Segment Open

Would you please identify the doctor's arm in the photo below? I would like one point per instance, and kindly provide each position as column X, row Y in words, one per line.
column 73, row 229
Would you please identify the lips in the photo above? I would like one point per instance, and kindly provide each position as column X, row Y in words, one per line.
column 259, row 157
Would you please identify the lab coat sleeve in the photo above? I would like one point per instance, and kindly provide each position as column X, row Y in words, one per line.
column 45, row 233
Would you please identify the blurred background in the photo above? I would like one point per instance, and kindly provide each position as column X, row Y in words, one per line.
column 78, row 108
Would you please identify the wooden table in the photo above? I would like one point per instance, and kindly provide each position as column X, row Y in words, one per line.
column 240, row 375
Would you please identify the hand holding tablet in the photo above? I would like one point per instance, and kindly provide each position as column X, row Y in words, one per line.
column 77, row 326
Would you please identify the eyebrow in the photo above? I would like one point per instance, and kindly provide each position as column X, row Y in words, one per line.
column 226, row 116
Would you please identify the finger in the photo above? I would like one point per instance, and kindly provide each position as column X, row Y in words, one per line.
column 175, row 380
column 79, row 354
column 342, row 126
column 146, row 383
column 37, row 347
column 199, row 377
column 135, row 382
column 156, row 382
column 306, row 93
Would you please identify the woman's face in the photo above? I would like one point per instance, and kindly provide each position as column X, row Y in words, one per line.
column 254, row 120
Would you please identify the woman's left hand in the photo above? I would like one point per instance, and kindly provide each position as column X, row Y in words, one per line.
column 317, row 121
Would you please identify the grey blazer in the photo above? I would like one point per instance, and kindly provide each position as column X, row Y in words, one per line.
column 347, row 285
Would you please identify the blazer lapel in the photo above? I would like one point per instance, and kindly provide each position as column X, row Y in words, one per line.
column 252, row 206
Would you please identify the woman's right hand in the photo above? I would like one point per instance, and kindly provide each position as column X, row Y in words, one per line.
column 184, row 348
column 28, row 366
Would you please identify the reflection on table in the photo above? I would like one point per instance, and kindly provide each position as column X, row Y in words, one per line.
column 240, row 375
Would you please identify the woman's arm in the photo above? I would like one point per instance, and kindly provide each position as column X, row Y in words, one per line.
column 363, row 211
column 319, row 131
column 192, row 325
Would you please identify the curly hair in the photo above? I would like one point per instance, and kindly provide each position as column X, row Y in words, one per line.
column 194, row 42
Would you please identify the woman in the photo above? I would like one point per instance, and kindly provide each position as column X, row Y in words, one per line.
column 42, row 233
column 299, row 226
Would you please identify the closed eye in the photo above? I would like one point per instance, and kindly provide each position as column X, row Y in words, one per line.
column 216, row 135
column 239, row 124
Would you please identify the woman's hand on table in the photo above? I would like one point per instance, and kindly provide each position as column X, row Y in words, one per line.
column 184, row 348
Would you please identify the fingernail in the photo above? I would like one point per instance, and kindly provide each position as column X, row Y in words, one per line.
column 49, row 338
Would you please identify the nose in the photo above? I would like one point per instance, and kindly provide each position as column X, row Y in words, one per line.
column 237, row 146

Segment Closed

Everything from the line with "Would you please identify the woman's hand" through the last line of the data is to be retyped verbatim, with no other text.

Would you please identify the woman's hand on table in the photo above? I would like one point per instance, and kindly provide each position as column X, row Y in words, one per line.
column 184, row 348
Would you please identify the fingernail in the photo above? I would like one point per instance, and kindly provide each position as column X, row Y in words, one per line.
column 49, row 338
Would you please identify the nose in the photo above? I would like one point per instance, and kindly provide each position as column X, row Y in words, one per line.
column 237, row 146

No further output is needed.